◆ **Written problem**:
Reproduce all entries precisely as they are written.
** start **
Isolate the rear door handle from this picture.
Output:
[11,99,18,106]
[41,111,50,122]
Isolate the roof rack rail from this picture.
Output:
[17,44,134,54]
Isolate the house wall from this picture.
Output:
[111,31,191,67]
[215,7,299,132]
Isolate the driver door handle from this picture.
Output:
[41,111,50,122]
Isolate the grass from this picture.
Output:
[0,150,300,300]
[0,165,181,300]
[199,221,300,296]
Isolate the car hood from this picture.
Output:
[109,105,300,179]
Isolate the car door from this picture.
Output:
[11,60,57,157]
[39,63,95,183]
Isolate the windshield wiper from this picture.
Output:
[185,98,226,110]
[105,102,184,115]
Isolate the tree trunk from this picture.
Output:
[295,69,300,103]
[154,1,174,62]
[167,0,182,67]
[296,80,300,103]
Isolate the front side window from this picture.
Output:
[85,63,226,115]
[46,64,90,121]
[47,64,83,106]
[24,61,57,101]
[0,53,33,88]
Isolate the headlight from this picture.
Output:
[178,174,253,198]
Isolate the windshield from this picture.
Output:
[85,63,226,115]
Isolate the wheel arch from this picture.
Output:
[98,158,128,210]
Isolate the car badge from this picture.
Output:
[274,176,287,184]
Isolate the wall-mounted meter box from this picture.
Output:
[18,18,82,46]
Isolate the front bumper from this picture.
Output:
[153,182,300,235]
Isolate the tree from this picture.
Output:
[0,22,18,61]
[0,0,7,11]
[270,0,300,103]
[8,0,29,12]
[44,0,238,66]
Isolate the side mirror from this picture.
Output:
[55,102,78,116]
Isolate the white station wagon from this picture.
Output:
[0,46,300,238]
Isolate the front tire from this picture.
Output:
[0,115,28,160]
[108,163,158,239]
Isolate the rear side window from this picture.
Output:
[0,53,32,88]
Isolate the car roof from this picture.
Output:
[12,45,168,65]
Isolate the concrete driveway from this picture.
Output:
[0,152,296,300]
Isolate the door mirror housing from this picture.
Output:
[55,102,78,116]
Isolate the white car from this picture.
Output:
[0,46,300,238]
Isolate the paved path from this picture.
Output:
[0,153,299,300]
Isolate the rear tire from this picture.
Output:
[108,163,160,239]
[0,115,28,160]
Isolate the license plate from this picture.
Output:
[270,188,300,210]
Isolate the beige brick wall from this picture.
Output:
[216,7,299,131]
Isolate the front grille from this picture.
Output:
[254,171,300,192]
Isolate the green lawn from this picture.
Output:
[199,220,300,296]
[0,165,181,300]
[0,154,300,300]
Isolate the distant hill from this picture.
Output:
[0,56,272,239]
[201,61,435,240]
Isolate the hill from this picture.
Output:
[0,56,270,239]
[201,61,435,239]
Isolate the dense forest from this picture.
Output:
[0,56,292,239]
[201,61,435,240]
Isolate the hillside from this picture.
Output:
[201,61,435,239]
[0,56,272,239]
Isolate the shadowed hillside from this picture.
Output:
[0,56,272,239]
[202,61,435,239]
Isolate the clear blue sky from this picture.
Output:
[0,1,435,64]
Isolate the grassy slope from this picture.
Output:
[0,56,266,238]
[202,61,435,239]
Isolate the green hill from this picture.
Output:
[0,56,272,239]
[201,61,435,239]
** end **
◆ **Task result**:
Isolate the rear door handle from this picture.
Output:
[11,99,18,106]
[41,111,50,122]
Isolate the roof rack rail from this picture.
Output:
[17,44,134,54]
Isolate the house wall from this picture.
Output:
[111,31,191,67]
[215,7,299,132]
Isolate the driver door handle from this picture.
Output:
[41,111,50,122]
Isolate the grass from this picture.
Output:
[0,150,300,300]
[0,165,181,300]
[199,221,300,296]
Isolate the car hood from this picture.
Output:
[109,105,300,179]
Isolate the car door from this picture.
Output:
[11,60,57,157]
[39,63,95,183]
Isolate the windshield wiper from this picture.
Output:
[185,98,226,110]
[105,102,184,115]
Isolate the tree trunk from this picture.
Output:
[295,69,300,103]
[154,1,174,62]
[167,0,182,67]
[296,80,300,103]
Isolate the front side window from this picture.
Output:
[85,63,226,115]
[46,64,90,121]
[47,64,83,106]
[24,61,57,101]
[0,53,33,88]
Isolate the headlight from this picture.
Output:
[178,174,253,198]
Isolate the windshield from this picture.
Output:
[85,63,226,115]
Isolate the wheel arch from this picture.
Output:
[98,158,128,210]
Isolate the car badge from this picture.
Output:
[274,176,287,184]
Isolate the wall-mounted meter box from this picture.
Output:
[18,18,82,46]
Isolate the front bumper from this picture.
Output:
[153,182,300,235]
Isolate the tree from this picture.
Output:
[0,22,18,61]
[0,0,7,11]
[270,0,300,103]
[8,0,29,12]
[44,0,238,66]
Isolate the side mirror from this picture.
Output:
[55,102,78,116]
Isolate the white station wagon from this picture.
Output:
[0,46,300,238]
Isolate the front tire from this picture.
Output:
[0,115,28,160]
[108,163,158,239]
Isolate the rear side window from this picture.
Output:
[0,53,32,88]
Isolate the car roof from this picture.
Output:
[12,45,168,65]
Isolate the concrete driveway from this picture.
Output:
[0,152,296,300]
Isolate the door mirror housing from this picture.
Output:
[55,102,78,116]
Isolate the white car from this picture.
Output:
[0,46,300,238]
Isolate the paved path from this picture.
Output:
[0,153,299,300]
Isolate the rear tire from this picture.
Output:
[108,163,160,239]
[0,115,28,160]
Isolate the license plate from this picture.
Output:
[270,188,300,210]
Isolate the beige brick wall from this picture.
Output:
[216,7,299,131]
Isolate the front grille from this picture.
Output:
[254,171,300,192]
Isolate the green lawn from this picture.
Output:
[199,220,300,296]
[0,165,181,300]
[0,154,300,300]
Isolate the distant hill from this picture.
Output:
[0,56,272,239]
[201,61,435,240]
Isolate the hill from this picture.
Output:
[0,56,270,239]
[201,61,435,239]
Isolate the dense forest from this picture.
Output:
[0,56,292,239]
[201,61,435,240]
Isolate the hillside from this picture.
Output:
[201,61,435,239]
[0,56,272,239]
Isolate the shadowed hillside from this picture.
Output:
[0,56,272,239]
[202,61,435,239]
Isolate the clear blue sky from this picture.
Output:
[0,1,435,64]
Isolate the grassy slope from this picture.
Output:
[0,56,266,238]
[202,61,435,239]
Isolate the green hill from this picture.
Output:
[0,56,272,239]
[201,61,435,239]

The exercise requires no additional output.